/ 14 April 2008

Why Kyoto can’t work

A gale is lashing orthodox climate policy. This week an article was published in the journal Nature that should shake the certainty of anyone who assumes the Kyoto-­protocol approach is the sensible way to go.

Three climate experts offer some inconvenient truths. Roger Pielke, Tom Wigley and Christopher Green show it is even more urgent than we thought to abandon the failed Kyoto strategy and move quickly to policies that might actually reduce carbon emissions.

Any workable strategy has to include India and China: Kyoto did not. As they rapidly industrialise and reduce poverty, their carbon dioxide (CO2) emissions will rise steeply — by as much as 13% a year for the period from 2000 to 2010 in the case of China.

The Nature piece is titled “Dangerous assumptions”. Most dangerous of all is the assumption built into all the scenarios that the UN Intergovernmental Panel on Climate Change (IPCC) has published, which means that the technological challenge is at least twice as big as people believe.

The IPCC has assumed that about three-quarters of the emissions reduction required to stabilise CO2 levels will occur “spontaneously”. It is well documented that after an initial upswing, the “energy intensity” of industrial societies — the amount of energy they use to make money — tends to decline impressively and continuously. When this happens, lower CO2 emissions come along as a free rider.

“Dangerous assumptions” shows that, globally, this is no longer the case. Principally because of the rapid industrialisation of India and China, reduction in energy intensity has levelled out or reversed in recent years. The global economy is not decarbonising — it is recarbonising. If the free rider of decarbonisation is not available, the challenge to move quickly to a radically different type of climate policy is all the greater.

- GIVEN ENTRIES -
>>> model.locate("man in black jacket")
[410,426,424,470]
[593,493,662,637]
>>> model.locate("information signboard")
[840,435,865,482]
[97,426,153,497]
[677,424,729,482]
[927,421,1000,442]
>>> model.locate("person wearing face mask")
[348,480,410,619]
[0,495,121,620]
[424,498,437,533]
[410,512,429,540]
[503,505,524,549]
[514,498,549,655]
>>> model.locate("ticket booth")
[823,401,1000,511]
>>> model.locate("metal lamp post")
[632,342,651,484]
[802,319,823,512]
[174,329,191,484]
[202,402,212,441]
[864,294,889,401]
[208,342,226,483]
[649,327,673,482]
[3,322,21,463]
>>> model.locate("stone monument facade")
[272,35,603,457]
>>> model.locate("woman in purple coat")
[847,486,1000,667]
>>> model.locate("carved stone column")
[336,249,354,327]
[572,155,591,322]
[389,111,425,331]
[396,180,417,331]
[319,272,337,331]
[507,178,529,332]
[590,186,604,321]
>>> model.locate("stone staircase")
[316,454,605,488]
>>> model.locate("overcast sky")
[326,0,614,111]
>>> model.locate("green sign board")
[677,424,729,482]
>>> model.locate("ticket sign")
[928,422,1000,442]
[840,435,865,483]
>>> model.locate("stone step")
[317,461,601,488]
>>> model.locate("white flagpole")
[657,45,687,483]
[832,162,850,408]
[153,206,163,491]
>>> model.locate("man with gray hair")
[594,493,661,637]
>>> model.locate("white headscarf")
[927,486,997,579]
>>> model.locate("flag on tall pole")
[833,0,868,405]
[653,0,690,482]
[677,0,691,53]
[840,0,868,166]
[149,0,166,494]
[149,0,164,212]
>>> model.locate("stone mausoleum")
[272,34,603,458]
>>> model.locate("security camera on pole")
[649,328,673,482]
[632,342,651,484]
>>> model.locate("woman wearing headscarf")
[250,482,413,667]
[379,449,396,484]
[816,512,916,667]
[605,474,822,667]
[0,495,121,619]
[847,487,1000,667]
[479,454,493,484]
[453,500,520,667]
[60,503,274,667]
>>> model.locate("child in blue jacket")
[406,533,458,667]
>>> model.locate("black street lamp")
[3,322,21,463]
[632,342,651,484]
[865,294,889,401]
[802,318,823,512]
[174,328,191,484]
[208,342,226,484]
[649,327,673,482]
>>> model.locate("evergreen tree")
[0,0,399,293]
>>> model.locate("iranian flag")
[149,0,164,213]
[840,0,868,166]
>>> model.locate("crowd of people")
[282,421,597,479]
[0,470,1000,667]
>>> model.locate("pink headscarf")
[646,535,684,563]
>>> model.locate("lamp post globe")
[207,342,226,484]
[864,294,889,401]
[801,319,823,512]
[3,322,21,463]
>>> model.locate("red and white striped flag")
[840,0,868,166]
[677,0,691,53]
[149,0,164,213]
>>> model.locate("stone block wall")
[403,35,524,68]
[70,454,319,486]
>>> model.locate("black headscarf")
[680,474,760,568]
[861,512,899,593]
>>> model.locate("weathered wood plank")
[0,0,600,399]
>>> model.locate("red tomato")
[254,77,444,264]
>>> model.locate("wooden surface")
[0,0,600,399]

- PROBLEM A -
Which climate experts does the article on Kyoto climate policy name as the authors of the Nature piece?
- PROBLEM B -
Carry on the article on Kyoto climate policy, starting after its final sentence.
The listing is separate material, unrelated to the article on Kyoto climate policy.

- EXPECTED ANSWER A -
Roger Pielke, Tom Wigley and Christopher Green.

- EXPECTED ANSWER B -
What would a materially effective policy do? It would break the link between poverty reduction and carbon emission, recognising that the developing world needs to consume — and will consume — more energy, not less. It would recognise that attempting to control human created carbon emissions by setting binding output targets and relying on artificial carbon markets and dodgy offsets, as Kyoto does, has not and will not work.

Such a policy would shift to input and concentrate on radical improvements in the production and use of energy. The shape of the future agenda might reside in Japan. Supported by other Pacific powers, it is leading a profound shift to an emphasis on radical reductions in energy intensity. This concentrates initially on the most energy-intensive sectors, with ambitious plans for technology to help China and India reduce the effect of their coal burning, which will be an inescapable feature of the next 30 years. CO2 targets, which evidence shows do not work as mandatory drivers of policy, can still be helpful guides.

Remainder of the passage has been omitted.